Ejercicios por resolver =>
a – En el artículo sobre Iruñea, ¿con qué dos palabras definían los Tijuana la vieja Iruñea?
b – Copia tal cual del artículo sobre Iruñea todo el fragmento que va desde "Ha cambiado" hasta "modelo festivo.".

Documento =>
Iruñea Capital S.A.
“El futuro ‘Edificio Zara’ tendrá
cinco plantas de oferta textil y pisos de lujo en las superiores”
“Vecinos del Casco Viejo
organizan una charla y una concentración contra el hostel de Unzu”
“División entre los grupos ante
la posible instalación de Ikea”
(Titulares de prensa)
Chiquita y
apañada, así era como definían nuestra vieja Iruñea los Tijuana. Pero, ¿pa’ que
quieres más?, apostillaban. Hoy, lamentablemente, parece que podemos dar
por extinguido ese saludable gusto por lo pequeño.
Ha cambiado
mucho nuestra capital desde aquellos últimos años
80: variantes, parkings subterráneos, grandes superficies, centros comerciales,
espacios para el ocio y el espectáculo de masas como Baluarte o Navarra Arena,
surgimiento del fenómeno turístico, nuevos núcleos de población en la comarca,…
Paralelamente hemos visto desaparecer pequeñas tiendas de barrio, puestos en los
mercados municipales, salas de cine o librerías; también, cómo se han
empobrecido los movimientos vecinales así como las relaciones personales y se
han universalizado nuestras formas de ocio y diversión, deteriorando nuestro
modelo festivo.

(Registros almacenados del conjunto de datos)

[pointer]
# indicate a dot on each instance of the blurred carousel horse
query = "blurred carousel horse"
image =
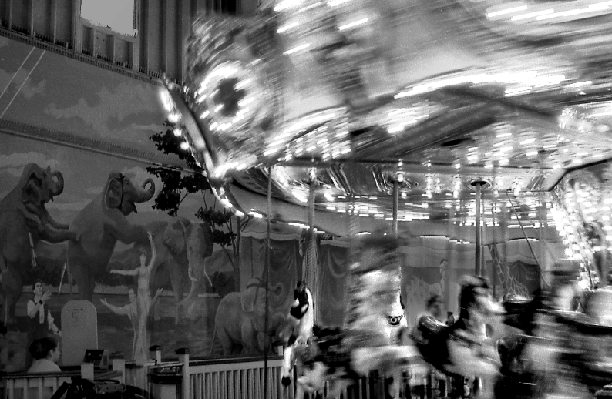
(463, 350)
(558, 351)
(337, 357)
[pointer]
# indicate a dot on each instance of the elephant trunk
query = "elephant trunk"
(58, 187)
(146, 193)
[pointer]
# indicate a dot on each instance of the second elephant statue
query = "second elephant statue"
(100, 224)
(240, 320)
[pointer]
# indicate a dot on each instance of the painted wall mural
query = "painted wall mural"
(83, 226)
(82, 223)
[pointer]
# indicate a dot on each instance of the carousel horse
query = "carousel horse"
(462, 350)
(337, 357)
(300, 335)
(557, 347)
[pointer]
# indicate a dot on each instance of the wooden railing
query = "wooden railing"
(35, 386)
(232, 378)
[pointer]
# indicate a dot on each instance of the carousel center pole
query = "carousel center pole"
(267, 273)
(477, 184)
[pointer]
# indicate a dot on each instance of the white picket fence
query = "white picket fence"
(33, 386)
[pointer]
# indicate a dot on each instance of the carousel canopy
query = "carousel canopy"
(349, 98)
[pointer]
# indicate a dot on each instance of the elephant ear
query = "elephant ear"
(207, 239)
(174, 237)
(32, 182)
(113, 195)
(253, 297)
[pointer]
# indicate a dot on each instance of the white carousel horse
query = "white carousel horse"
(300, 336)
(463, 350)
(336, 357)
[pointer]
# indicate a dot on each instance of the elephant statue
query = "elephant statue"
(24, 221)
(102, 223)
(240, 319)
(183, 249)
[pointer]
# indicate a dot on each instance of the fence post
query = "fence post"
(156, 353)
(186, 384)
(87, 371)
(118, 364)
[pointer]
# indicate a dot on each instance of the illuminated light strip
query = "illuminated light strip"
(506, 11)
(297, 49)
(353, 24)
(534, 14)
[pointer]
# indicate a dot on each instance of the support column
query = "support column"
(77, 27)
(164, 34)
(477, 186)
(53, 21)
(134, 54)
(395, 207)
(312, 272)
(110, 46)
(180, 9)
(9, 14)
(267, 276)
(193, 12)
(30, 14)
(143, 37)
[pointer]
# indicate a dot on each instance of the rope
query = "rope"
(22, 84)
(15, 74)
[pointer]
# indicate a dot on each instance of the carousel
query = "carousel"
(483, 122)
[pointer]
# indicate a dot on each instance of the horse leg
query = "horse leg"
(12, 285)
(336, 388)
(287, 365)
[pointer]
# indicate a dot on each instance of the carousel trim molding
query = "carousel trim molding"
(78, 56)
(65, 139)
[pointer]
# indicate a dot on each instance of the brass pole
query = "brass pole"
(395, 207)
(267, 274)
(478, 270)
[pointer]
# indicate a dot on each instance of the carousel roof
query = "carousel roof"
(433, 94)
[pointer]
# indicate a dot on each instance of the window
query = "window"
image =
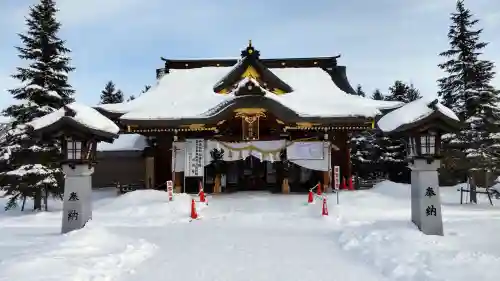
(74, 150)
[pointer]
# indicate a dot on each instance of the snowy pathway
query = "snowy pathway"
(253, 236)
(249, 236)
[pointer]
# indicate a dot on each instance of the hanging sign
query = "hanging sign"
(194, 165)
(336, 176)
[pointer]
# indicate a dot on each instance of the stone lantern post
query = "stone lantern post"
(422, 123)
(78, 130)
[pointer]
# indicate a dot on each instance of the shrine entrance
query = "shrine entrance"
(251, 174)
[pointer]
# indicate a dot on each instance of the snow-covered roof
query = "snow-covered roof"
(188, 93)
(82, 114)
(413, 112)
(124, 142)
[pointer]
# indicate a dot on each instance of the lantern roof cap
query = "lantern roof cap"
(79, 117)
(416, 113)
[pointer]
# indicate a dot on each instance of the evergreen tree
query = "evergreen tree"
(377, 95)
(110, 95)
(467, 90)
(394, 149)
(366, 151)
(131, 98)
(359, 91)
(146, 88)
(30, 167)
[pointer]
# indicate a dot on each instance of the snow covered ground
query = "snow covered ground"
(254, 236)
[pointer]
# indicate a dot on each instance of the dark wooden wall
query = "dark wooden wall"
(127, 167)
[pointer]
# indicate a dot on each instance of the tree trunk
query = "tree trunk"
(217, 183)
(37, 201)
(472, 191)
(45, 200)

Lista de soluciones =>
a – Chiquita y apañada.

b –
Ha cambiado
mucho nuestra capital desde aquellos últimos años
80: variantes, parkings subterráneos, grandes superficies, centros comerciales,
espacios para el ocio y el espectáculo de masas como Baluarte o Navarra Arena,
surgimiento del fenómeno turístico, nuevos núcleos de población en la comarca,…
Paralelamente hemos visto desaparecer pequeñas tiendas de barrio, puestos en los
mercados municipales, salas de cine o librerías; también, cómo se han
empobrecido los movimientos vecinales así como las relaciones personales y se
han universalizado nuestras formas de ocio y diversión, deteriorando nuestro
modelo festivo.